EXERCISE: Produce a verbatim copy of the following records, leaving out all pictures.

(Collected data entries)

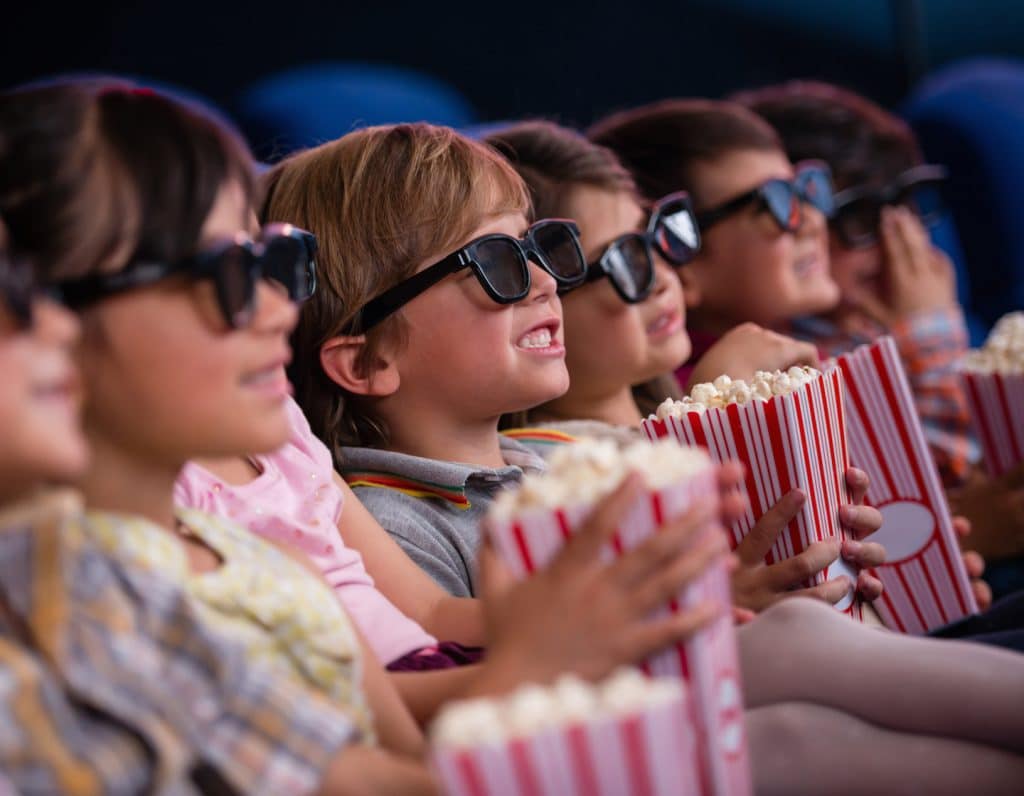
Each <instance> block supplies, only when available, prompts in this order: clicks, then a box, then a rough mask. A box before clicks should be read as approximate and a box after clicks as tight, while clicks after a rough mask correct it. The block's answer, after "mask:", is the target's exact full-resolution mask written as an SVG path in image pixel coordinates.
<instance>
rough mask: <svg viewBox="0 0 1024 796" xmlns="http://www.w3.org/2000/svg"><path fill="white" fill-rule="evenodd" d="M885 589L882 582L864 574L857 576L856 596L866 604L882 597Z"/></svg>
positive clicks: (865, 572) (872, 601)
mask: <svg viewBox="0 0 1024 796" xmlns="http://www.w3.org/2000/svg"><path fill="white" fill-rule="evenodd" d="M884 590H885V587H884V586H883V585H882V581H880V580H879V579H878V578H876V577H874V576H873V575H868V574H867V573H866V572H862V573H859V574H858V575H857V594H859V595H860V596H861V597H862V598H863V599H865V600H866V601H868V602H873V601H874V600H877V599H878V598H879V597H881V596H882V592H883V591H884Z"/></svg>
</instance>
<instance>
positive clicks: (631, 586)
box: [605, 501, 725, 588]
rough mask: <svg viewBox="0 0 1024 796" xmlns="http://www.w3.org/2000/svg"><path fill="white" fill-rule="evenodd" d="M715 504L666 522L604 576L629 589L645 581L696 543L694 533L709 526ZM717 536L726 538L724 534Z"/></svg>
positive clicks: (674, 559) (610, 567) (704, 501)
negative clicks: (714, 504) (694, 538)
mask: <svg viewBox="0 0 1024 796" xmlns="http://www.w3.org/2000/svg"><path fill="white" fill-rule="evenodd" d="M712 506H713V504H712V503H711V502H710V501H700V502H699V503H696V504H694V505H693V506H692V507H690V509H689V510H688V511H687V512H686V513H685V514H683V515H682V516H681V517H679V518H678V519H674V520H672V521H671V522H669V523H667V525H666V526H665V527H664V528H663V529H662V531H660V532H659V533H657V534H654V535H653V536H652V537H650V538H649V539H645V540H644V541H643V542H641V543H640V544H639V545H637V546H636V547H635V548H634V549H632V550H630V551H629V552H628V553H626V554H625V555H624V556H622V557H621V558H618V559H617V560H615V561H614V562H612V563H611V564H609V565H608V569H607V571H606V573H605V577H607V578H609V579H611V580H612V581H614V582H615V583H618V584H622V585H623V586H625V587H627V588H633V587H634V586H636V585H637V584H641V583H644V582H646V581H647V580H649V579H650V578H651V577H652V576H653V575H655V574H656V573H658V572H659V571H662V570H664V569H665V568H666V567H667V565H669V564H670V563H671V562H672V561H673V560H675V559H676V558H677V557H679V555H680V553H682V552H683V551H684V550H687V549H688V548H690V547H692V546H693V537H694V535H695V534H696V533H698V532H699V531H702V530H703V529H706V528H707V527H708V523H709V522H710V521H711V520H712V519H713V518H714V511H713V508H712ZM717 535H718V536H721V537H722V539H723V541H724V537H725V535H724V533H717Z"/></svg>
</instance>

ANSWER:
Each <instance> block supplies, only when available, prompts in this order: clicks, then a box, then a rough mask. A box before clicks should be read as approximate and a box after clicks as tight, while clicks after a rough mask correct it. The block's answer, after "mask:", is the target's exact full-resolution mask written as an SVG path in image pixel coordinates.
<instance>
rough mask: <svg viewBox="0 0 1024 796" xmlns="http://www.w3.org/2000/svg"><path fill="white" fill-rule="evenodd" d="M885 589L882 582L864 574L857 576L856 596L866 604L882 597Z"/></svg>
positive clicks: (865, 572) (872, 601)
mask: <svg viewBox="0 0 1024 796" xmlns="http://www.w3.org/2000/svg"><path fill="white" fill-rule="evenodd" d="M884 590H885V587H884V586H883V585H882V581H880V580H879V579H878V578H876V577H874V576H873V575H868V574H867V573H866V572H862V573H859V574H858V575H857V594H859V595H860V596H861V597H862V598H863V599H865V600H866V601H868V602H873V601H874V600H877V599H878V598H879V597H881V596H882V592H883V591H884Z"/></svg>
</instance>
<instance>
positive clicks: (631, 586)
box: [605, 501, 725, 588]
rough mask: <svg viewBox="0 0 1024 796" xmlns="http://www.w3.org/2000/svg"><path fill="white" fill-rule="evenodd" d="M715 504L666 522L604 576L629 589L645 581L696 543L694 533L709 526ZM717 536L726 538L724 534Z"/></svg>
positive clicks: (674, 559) (610, 567) (704, 501)
negative clicks: (714, 504) (694, 538)
mask: <svg viewBox="0 0 1024 796" xmlns="http://www.w3.org/2000/svg"><path fill="white" fill-rule="evenodd" d="M712 506H713V504H712V503H711V502H710V501H700V502H699V503H696V504H694V505H693V506H692V507H690V509H689V510H688V511H687V512H686V513H685V514H683V515H682V516H681V517H679V518H678V519H674V520H672V521H671V522H669V523H667V525H666V526H665V527H664V528H663V529H662V531H660V532H659V533H657V534H654V535H653V536H652V537H650V538H649V539H645V540H644V541H643V542H641V543H640V544H639V545H637V546H636V547H635V548H634V549H632V550H630V551H629V552H628V553H626V554H625V555H624V556H622V557H621V558H618V559H617V560H615V561H614V562H612V563H611V564H609V565H608V569H607V571H606V573H605V577H607V578H609V579H611V580H612V581H614V582H615V583H618V584H622V585H623V586H625V587H627V588H633V587H634V586H636V585H637V584H641V583H644V582H646V581H647V580H649V579H650V578H651V577H652V576H653V575H655V574H656V573H658V572H659V571H662V570H664V569H665V568H666V567H667V565H669V564H670V563H671V562H672V561H673V560H675V559H676V558H677V557H679V555H680V553H682V552H683V551H684V550H687V549H688V548H690V547H692V546H693V537H694V535H695V534H696V533H698V532H699V531H702V530H703V529H706V528H707V527H708V523H709V522H710V521H711V520H712V519H713V518H714V511H713V508H712ZM717 535H718V536H721V537H722V539H723V541H724V537H725V535H724V533H717Z"/></svg>
</instance>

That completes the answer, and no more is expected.